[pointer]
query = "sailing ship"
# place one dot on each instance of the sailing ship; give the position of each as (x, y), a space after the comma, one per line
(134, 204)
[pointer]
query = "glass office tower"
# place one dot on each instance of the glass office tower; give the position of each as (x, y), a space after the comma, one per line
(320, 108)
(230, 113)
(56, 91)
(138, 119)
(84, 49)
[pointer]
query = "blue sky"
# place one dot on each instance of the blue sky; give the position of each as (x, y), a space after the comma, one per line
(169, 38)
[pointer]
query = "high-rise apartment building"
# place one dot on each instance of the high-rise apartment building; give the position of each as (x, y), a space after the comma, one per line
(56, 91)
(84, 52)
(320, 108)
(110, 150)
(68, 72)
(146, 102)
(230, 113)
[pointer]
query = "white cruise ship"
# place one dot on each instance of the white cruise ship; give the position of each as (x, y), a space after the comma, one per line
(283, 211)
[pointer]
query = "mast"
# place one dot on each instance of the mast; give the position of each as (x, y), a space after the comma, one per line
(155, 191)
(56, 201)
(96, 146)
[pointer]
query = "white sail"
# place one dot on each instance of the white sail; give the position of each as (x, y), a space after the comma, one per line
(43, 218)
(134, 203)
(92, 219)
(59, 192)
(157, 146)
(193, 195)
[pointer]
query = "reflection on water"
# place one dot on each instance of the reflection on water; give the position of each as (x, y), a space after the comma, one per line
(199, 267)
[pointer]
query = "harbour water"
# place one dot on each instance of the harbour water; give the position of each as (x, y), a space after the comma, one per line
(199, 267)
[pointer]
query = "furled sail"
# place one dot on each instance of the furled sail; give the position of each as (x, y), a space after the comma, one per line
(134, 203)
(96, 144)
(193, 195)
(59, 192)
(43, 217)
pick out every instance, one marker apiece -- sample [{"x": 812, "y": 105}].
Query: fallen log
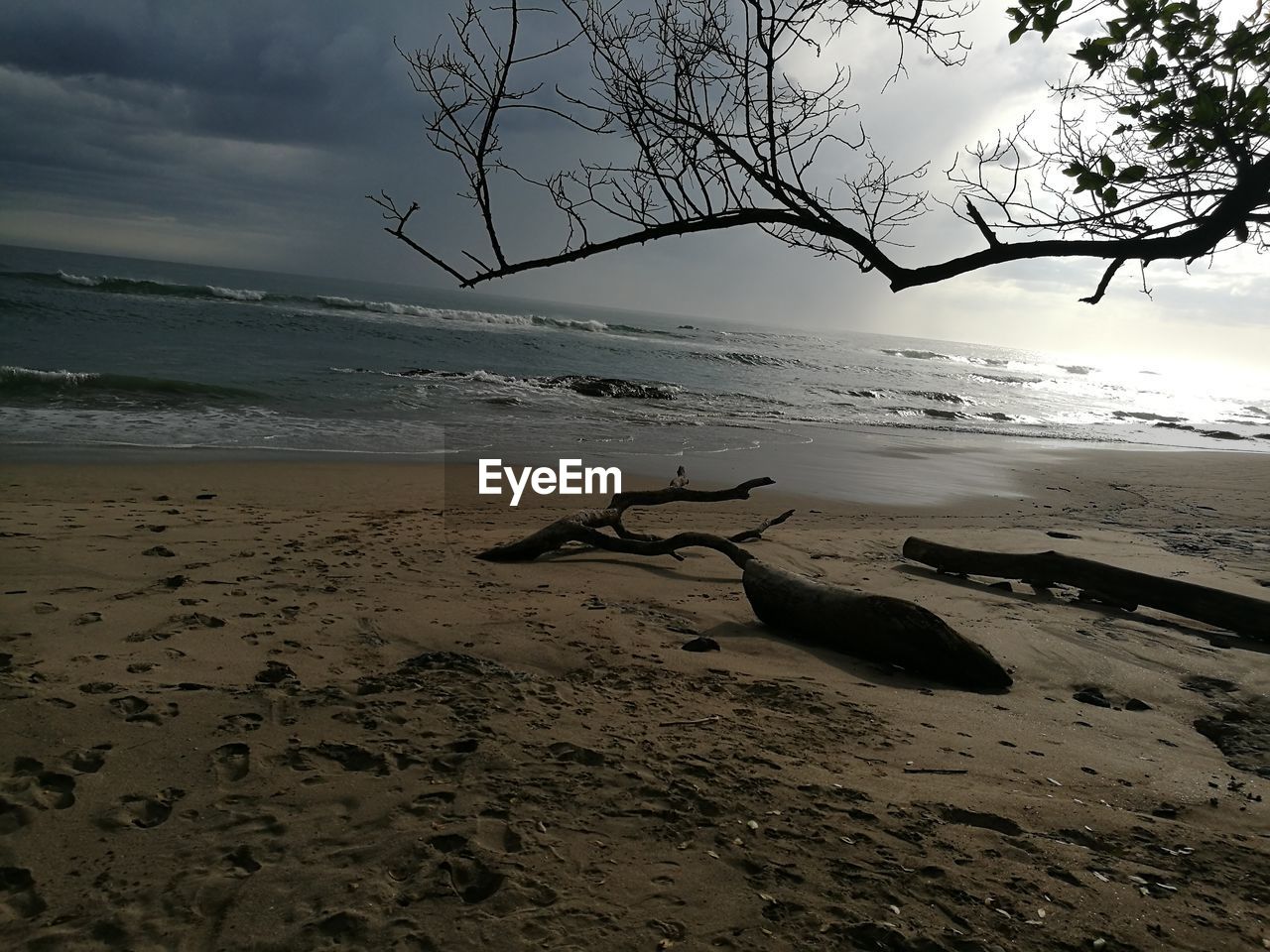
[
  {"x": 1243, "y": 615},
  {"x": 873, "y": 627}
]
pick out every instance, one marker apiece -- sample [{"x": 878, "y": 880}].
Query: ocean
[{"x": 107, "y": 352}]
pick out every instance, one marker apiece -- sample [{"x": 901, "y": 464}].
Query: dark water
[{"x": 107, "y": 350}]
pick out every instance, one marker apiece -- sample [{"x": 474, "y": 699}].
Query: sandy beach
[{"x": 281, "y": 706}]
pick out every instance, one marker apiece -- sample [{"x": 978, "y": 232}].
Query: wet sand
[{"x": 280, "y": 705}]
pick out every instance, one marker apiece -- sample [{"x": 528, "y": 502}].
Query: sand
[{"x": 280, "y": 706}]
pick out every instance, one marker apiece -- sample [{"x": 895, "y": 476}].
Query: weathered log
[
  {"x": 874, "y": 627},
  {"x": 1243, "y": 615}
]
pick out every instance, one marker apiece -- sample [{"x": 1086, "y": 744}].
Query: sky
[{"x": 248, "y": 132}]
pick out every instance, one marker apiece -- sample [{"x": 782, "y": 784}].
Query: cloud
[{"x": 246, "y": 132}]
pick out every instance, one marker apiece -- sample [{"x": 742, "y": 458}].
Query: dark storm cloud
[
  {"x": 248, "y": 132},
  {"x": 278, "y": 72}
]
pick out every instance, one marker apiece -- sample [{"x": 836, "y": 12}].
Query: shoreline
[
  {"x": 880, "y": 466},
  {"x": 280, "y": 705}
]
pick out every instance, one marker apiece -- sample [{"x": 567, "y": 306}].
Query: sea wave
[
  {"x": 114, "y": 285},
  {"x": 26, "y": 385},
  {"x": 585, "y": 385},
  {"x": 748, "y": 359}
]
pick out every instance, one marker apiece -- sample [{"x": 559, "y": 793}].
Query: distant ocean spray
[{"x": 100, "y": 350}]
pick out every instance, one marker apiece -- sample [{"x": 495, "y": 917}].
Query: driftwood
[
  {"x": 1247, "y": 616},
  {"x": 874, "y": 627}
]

TASK TO CARRY OUT: Return the records above in their entirety, word for word, with the pictures removed.

RESPONSE AREA:
[pointer]
query = "sailing ship"
# place one dot on each instance of the sailing ship; give the position of each as (x, y), a space after the comma, one per line
(134, 204)
[pointer]
query = "glass office tower"
# place one dot on each instance of the glass office tower; give the position of each as (x, y), a space after the comma, one per line
(320, 108)
(230, 113)
(56, 91)
(138, 119)
(84, 49)
[pointer]
query = "blue sky"
# place one dot on each instance of the blue sky; give the position of each as (x, y), a space after the comma, one per line
(169, 38)
[pointer]
query = "high-rise apartment building"
# place one dot on each instance of the high-rise apartment building; give the position of each as (x, y), a space after the comma, one per line
(56, 91)
(84, 52)
(320, 108)
(110, 150)
(68, 72)
(146, 102)
(230, 113)
[pointer]
query = "white cruise ship"
# place one dot on each instance of the white cruise ship; give the position of each as (x, y), a space after the comma, one per line
(283, 211)
[pointer]
query = "mast"
# place one dot on each instance of the mast; give the position of each as (x, y), a space after the comma, one per line
(155, 191)
(56, 201)
(96, 146)
[pointer]
query = "white sail"
# place one dot on each instance of the white sail; give the position of each as (x, y), a space after the comma, one per line
(43, 218)
(134, 203)
(92, 219)
(59, 192)
(157, 146)
(193, 195)
[pointer]
query = "reflection on water"
# place one dot on each instance of the reflection on water; give the position of each as (x, y), a space after the comma, one per line
(199, 267)
[pointer]
query = "harbour water"
# place one dot on each instance of the harbour water; give the position of each as (x, y), a space after the comma, one per line
(199, 267)
[pointer]
query = "furled sail"
# place one dot on each instance of the furled sail; give the position of each as (x, y), a space after the comma, one per line
(134, 203)
(96, 144)
(193, 195)
(59, 192)
(43, 217)
pick out every instance, one marker apiece -- sample [{"x": 812, "y": 105}].
Query: fallen log
[
  {"x": 1243, "y": 615},
  {"x": 873, "y": 627}
]
pick out every instance, one marker apiece -- sample [{"x": 878, "y": 880}].
Query: ocean
[{"x": 107, "y": 352}]
pick out every instance, one marker apiece -- sample [{"x": 901, "y": 464}].
Query: dark water
[{"x": 107, "y": 350}]
pick out every instance, one marker apiece -- sample [{"x": 474, "y": 699}].
Query: sandy beach
[{"x": 281, "y": 706}]
pick out every instance, one marker apiece -- sample [{"x": 978, "y": 232}].
Query: wet sand
[{"x": 280, "y": 705}]
pick out every instance, one marker apiece -- sample [{"x": 528, "y": 502}].
Query: sand
[{"x": 280, "y": 706}]
pick out every instance, one marker apiece -- sample [{"x": 895, "y": 476}].
Query: weathered log
[
  {"x": 874, "y": 627},
  {"x": 1243, "y": 615}
]
pick out every instance, one marker apiece -- sample [{"x": 1086, "y": 744}].
Query: sky
[{"x": 248, "y": 132}]
pick out every instance, one marker apiece -- sample [{"x": 782, "y": 784}].
Query: cloud
[{"x": 246, "y": 132}]
pick out every instance, one marker apiece -- sample [{"x": 742, "y": 458}].
Query: dark storm cloud
[
  {"x": 248, "y": 132},
  {"x": 278, "y": 72}
]
pick out every instance, one marker apiece -- sample [{"x": 836, "y": 12}].
Query: shoreline
[
  {"x": 880, "y": 466},
  {"x": 280, "y": 705}
]
pick out every instance, one marker apiece -- sample [{"x": 567, "y": 306}].
Query: sea wave
[
  {"x": 114, "y": 285},
  {"x": 26, "y": 385},
  {"x": 585, "y": 385},
  {"x": 748, "y": 359}
]
pick out every instance, one marker apiece -- sample [{"x": 559, "y": 793}].
Query: distant ocean spray
[{"x": 100, "y": 350}]
pick out every instance, one marker apiece -- sample [{"x": 495, "y": 917}].
Query: driftwood
[
  {"x": 1247, "y": 616},
  {"x": 874, "y": 627}
]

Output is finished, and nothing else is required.